### Текст

Нелегко достичь такого смирения. Оно заменяется почти всегда ложным смирением, которое более на словах, чем в сердце. Легко исповедоваться в том, что мы несчастные грешники, легко сокрушаться над своей немощью, неверием, бессилием и т. д., но все это ни на волос не подвинет нас по пути, ведущему к Богу, да и наше отношение к Создателю не делается искреннее от этого ложного смирения. Верно то, что большею частью понятие о смирении сводится к неспособности, слабости, откуда наклонность к бездействию и рабской покорности. Это смирение ложное. Человек действительно смиренный вполне свободен и независим: отношение его к людям всегда полно достоинства. Тот, которому Господь дал дивный дар смирения, обладает верой в себя, верой, которая может показаться чрезмерной тем, кто не знает, что источник ее скрыт в глубоком чувстве зависимости только от Бога. Человек, достигший этого, готов исполнять самую скромную обязанность, но также и взять на себя самую трудную задачу на пользу своих братьев, если Господь призывает его, он не отступит ни перед каким препятствием, и пусть дело, за которое он берется по воле Создателя, будет очень значительным, трудным, превосходящим его силы, он смело возьмется за него, рискуя прослыть самоуверенным и гордым. Ему и в голову не приходит говорить о своей слабости или сожалеть о своей неспособности. В нем слишком много смирения, чтобы задумываться над тем, пригоден ли он или нет к деятельности, которую указывает ему Господь. Он прекрасно знает, что его пригодность и непригодность не имеет никакого значения для Того, Кто избрал его орудием, и Кто «творит, что хочет, на небесах и на земле», выбирая слабых и ничтожных для того, чтобы смутить сильных.

######

Задание 1 – Напечатайте весь текст о смирении слово в слово, ничего не меняя.
Задание 2 – Выведите без изменений всё из записей, начиная со строки, где есть «Point to the worker in knit», и до самого конца записей, включая обе границы.
Записи ниже никак не связаны с текстом о смирении.

### Исходные данные

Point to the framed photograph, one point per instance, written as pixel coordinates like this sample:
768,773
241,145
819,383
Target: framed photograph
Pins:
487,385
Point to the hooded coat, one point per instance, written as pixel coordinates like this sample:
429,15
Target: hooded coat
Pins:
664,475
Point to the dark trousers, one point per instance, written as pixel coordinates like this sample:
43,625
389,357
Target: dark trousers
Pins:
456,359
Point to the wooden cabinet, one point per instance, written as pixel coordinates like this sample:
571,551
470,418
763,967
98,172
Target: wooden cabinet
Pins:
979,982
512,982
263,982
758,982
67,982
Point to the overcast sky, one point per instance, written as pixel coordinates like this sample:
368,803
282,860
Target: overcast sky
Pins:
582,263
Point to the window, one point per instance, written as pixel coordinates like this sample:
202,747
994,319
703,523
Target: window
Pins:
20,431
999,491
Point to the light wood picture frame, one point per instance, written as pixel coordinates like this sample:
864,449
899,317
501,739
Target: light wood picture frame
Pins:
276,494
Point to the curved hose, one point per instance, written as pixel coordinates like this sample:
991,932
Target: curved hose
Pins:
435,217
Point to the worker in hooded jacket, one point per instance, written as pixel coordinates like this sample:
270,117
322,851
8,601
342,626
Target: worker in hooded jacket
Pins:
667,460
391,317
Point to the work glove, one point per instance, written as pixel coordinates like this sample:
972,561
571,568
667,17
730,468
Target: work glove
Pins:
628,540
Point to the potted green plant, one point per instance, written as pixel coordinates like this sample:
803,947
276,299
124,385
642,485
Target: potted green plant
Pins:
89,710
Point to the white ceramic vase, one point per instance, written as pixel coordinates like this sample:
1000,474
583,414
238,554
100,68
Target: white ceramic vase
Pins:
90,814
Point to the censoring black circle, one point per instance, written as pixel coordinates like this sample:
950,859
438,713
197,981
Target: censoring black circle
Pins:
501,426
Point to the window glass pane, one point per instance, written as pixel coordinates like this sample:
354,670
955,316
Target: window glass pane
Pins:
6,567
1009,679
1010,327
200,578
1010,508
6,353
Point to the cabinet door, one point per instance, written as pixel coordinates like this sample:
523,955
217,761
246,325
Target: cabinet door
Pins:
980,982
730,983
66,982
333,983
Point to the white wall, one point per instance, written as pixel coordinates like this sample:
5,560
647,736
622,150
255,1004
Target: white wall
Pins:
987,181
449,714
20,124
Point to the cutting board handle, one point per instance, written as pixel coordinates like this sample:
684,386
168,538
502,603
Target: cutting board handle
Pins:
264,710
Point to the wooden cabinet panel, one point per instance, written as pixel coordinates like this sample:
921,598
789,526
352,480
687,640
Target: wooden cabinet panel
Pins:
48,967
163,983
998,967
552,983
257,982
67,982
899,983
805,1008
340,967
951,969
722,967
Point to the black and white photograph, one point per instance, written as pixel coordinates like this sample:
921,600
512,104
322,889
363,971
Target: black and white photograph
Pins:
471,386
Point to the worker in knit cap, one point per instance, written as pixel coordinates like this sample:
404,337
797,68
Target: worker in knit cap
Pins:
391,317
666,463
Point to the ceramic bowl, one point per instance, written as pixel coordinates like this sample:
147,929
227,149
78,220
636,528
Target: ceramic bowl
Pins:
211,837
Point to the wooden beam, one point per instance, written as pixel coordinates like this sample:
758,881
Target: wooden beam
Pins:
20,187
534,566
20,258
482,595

######

Решение 1 –
Нелегко достичь такого смирения. Оно заменяется почти всегда ложным смирением, которое более на словах, чем в сердце. Легко исповедоваться в том, что мы несчастные грешники, легко сокрушаться над своей немощью, неверием, бессилием и т. д., но все это ни на волос не подвинет нас по пути, ведущему к Богу, да и наше отношение к Создателю не делается искреннее от этого ложного смирения. Верно то, что большею частью понятие о смирении сводится к неспособности, слабости, откуда наклонность к бездействию и рабской покорности. Это смирение ложное. Человек действительно смиренный вполне свободен и независим: отношение его к людям всегда полно достоинства. Тот, которому Господь дал дивный дар смирения, обладает верой в себя, верой, которая может показаться чрезмерной тем, кто не знает, что источник ее скрыт в глубоком чувстве зависимости только от Бога. Человек, достигший этого, готов исполнять самую скромную обязанность, но также и взять на себя самую трудную задачу на пользу своих братьев, если Господь призывает его, он не отступит ни перед каким препятствием, и пусть дело, за которое он берется по воле Создателя, будет очень значительным, трудным, превосходящим его силы, он смело возьмется за него, рискуя прослыть самоуверенным и гордым. Ему и в голову не приходит говорить о своей слабости или сожалеть о своей неспособности. В нем слишком много смирения, чтобы задумываться над тем, пригоден ли он или нет к деятельности, которую указывает ему Господь. Он прекрасно знает, что его пригодность и непригодность не имеет никакого значения для Того, Кто избрал его орудием, и Кто «творит, что хочет, на небесах и на земле», выбирая слабых и ничтожных для того, чтобы смутить сильных.

Решение 2 –
Point to the worker in knit cap, one point per instance, written as pixel coordinates like this sample:
404,337
797,68
Target: worker in knit cap
Pins:
391,317
666,463
Point to the ceramic bowl, one point per instance, written as pixel coordinates like this sample:
147,929
227,149
78,220
636,528
Target: ceramic bowl
Pins:
211,837
Point to the wooden beam, one point per instance, written as pixel coordinates like this sample:
758,881
Target: wooden beam
Pins:
20,187
534,566
20,258
482,595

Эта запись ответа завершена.